— BEGIN Records for the exercise —

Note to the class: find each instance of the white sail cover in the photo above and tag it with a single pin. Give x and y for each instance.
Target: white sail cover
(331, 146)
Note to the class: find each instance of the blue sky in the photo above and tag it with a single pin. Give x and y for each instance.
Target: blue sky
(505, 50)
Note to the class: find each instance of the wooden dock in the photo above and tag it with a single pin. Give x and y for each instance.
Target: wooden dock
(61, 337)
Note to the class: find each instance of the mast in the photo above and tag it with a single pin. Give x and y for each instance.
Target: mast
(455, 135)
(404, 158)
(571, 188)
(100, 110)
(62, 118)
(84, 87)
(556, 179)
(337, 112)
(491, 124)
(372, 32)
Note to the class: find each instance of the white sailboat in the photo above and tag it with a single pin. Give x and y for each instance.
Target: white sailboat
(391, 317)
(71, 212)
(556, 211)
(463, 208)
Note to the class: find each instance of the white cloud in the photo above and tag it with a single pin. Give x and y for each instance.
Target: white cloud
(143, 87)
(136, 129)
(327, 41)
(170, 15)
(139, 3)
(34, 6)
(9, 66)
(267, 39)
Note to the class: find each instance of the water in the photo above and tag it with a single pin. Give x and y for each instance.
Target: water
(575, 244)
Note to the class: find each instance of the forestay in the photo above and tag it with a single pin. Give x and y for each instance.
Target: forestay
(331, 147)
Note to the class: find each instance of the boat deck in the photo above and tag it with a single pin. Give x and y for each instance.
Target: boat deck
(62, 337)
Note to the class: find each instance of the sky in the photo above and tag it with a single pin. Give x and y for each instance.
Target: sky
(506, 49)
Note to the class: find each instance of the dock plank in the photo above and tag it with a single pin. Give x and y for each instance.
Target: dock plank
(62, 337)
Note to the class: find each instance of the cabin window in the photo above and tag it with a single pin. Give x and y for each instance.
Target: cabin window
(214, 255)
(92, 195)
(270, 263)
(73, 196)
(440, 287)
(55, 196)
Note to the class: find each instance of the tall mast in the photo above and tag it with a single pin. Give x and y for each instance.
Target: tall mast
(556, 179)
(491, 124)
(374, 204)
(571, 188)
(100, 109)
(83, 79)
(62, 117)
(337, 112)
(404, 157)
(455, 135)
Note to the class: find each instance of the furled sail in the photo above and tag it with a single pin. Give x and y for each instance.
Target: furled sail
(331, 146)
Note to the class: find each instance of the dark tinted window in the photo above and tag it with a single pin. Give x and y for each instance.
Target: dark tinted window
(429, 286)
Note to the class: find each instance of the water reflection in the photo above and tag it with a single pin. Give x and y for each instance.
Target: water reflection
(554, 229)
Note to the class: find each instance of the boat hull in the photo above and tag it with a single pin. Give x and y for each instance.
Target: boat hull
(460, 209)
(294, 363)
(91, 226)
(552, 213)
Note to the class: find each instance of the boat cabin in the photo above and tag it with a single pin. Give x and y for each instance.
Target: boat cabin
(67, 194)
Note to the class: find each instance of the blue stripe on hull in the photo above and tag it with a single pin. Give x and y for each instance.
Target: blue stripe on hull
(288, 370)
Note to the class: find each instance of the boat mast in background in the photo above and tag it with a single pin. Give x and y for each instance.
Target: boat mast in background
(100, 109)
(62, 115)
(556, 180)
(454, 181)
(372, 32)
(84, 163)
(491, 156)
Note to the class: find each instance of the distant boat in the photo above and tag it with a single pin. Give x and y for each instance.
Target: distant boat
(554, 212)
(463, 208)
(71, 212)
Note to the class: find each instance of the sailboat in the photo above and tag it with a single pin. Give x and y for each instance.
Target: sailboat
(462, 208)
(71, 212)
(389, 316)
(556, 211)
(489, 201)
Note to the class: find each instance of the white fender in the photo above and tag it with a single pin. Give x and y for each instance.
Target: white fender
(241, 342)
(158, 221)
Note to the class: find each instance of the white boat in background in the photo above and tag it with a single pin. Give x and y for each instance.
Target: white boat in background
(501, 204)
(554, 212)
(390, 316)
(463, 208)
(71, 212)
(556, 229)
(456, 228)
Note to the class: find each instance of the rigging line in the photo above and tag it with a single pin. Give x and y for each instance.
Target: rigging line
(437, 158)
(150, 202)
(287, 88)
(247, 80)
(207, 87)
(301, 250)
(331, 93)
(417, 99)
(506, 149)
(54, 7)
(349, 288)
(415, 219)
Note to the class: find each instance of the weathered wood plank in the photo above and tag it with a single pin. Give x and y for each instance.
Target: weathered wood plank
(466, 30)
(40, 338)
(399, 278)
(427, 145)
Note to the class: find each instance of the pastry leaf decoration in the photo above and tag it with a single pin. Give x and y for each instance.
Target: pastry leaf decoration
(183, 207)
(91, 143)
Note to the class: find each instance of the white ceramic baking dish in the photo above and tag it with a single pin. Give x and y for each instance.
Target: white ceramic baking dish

— END Records for the exercise —

Return each entry from above without altering a single character.

Note to the class: find each instance of the white sail cover in the photo above and tag it with a single pin. Give x and y for each instance.
Target: white sail cover
(331, 146)
Note to the class: find each instance of the blue sky in the photo above and tag it with a single pin. Give x and y for each instance.
Target: blue sky
(505, 50)
Note to the class: find each instance of the wooden dock in the photo above and tag it with a single pin. Give x and y for each instance.
Target: wooden dock
(61, 337)
Note to the class: find each instance of the mast in the photo above and tag it with a single pin. Give x and y for each instance.
Target: mast
(455, 135)
(404, 158)
(571, 188)
(100, 110)
(62, 118)
(84, 87)
(556, 179)
(337, 112)
(491, 124)
(372, 32)
Note to the class: find each instance of the white sailboat in the photo above and tag it with a single pin. Give x and y for each instance.
Target: white sailboat
(391, 317)
(71, 212)
(556, 211)
(463, 208)
Note to the class: find each instance of the white cloud in the photo above and tag it with a single pin. Give x and y for each instance.
Target: white cloud
(143, 87)
(136, 129)
(327, 41)
(170, 15)
(139, 3)
(34, 6)
(9, 66)
(267, 39)
Note to the class: find each instance of the water in the photo above and tag it with a single pin. Give x and y for each instance.
Target: water
(575, 244)
Note to the class: find each instance of the forestay in the photo above and tag it with a single pin. Give x and y for each instance.
Target: forestay
(331, 147)
Note to the class: find each instance of the boat deck in the photo above and tag it with a single pin. Give x and y for each instance.
Target: boat deck
(62, 337)
Note to the class: find each instance of the sky in the photo above and tag it with a single pin. Give x and y for each instance.
Target: sky
(506, 49)
Note to the class: find each instance of the dock plank in the photo above and tag it with a single pin. Give x and y for each instance.
Target: dock plank
(62, 337)
Note to the class: find each instance of the cabin window in the photo above and tag it with a single pin. Give x and y for each instance.
Target: cabin window
(214, 255)
(92, 195)
(270, 263)
(73, 196)
(440, 287)
(55, 196)
Note to the class: find each instance of the tall mast in the photo above and tag it with a single pin. Give x and y for each instance.
Target: tall mast
(556, 179)
(491, 124)
(374, 204)
(571, 188)
(100, 109)
(83, 79)
(62, 117)
(337, 112)
(404, 157)
(455, 135)
Note to the class: find each instance of the furled sail in the photo above and tag it with a single pin. Give x and y for each instance.
Target: furled sail
(331, 146)
Note to the class: find each instance of the dark tinted window in the photo above and tag it with a single pin. Give x and y for each instance.
Target: dark tinted window
(429, 286)
Note to the class: find each instance of the water reflection in the photo above and tag it with a single pin. Give x and y for each instance.
Target: water reflection
(554, 229)
Note to the class: find each instance of the boat hull in the photo above and tag it with a single pin. Give x and y for each instance.
Target: boat hull
(460, 209)
(294, 363)
(91, 226)
(552, 213)
Note to the class: find each instance of the boat cabin in the photo above and tag it with a single pin. Give x and y for each instance.
Target: boat cabin
(67, 194)
Note to the class: find each instance of the blue stripe on hull in the photo above and tag it with a single pin. Give x and y for each instance.
Target: blue stripe on hull
(288, 370)
Note to the class: find each instance of the boat mast in background in the photo above and tag it with a single pin. Give x and y for each instance.
Target: boat mast in background
(100, 109)
(62, 115)
(556, 180)
(454, 181)
(372, 32)
(84, 163)
(491, 156)
Note to the class: find each instance of the distant boat in the photo above and tag it with a single pin. Give x and y for each instance.
Target: distant boat
(554, 212)
(463, 208)
(71, 212)
Note to the class: find each instance of the sailboat in the photo above and tag it with a single pin. Give x and y for each instance.
Target: sailboat
(462, 208)
(71, 212)
(389, 316)
(556, 211)
(489, 201)
Note to the class: find each instance of the white fender in the photo above and tag it with a single pin. Give x and y for each instance.
Target: white fender
(241, 342)
(158, 221)
Note to the class: find each instance of the white boat in background in the photo above and tag it with a single pin. Give x and y for each instance.
Target: white boat in background
(501, 204)
(554, 212)
(390, 316)
(463, 208)
(71, 212)
(556, 229)
(456, 228)
Note to the class: find each instance of the rigging line in the photo above and tag it with a single pin. Give x and y for each instance.
Target: rigging line
(437, 158)
(150, 202)
(287, 88)
(247, 80)
(207, 87)
(301, 250)
(331, 93)
(417, 99)
(506, 149)
(54, 7)
(349, 288)
(415, 219)
Note to the class: find each instance of the weathered wood plank in the photo above and tag it with a single pin. Give x and y for each instance.
Target: weathered wood plank
(466, 30)
(40, 338)
(399, 278)
(427, 145)
Note to the class: find each instance of the pastry leaf decoration in the photo above and tag it with a single pin. Give x and y for each instance.
Target: pastry leaf decoration
(183, 207)
(91, 143)
Note to the class: find each instance of the white ceramic baking dish in the photo above and tag it with a single pin. Give x and y for each instance.
Target: white ceramic baking dish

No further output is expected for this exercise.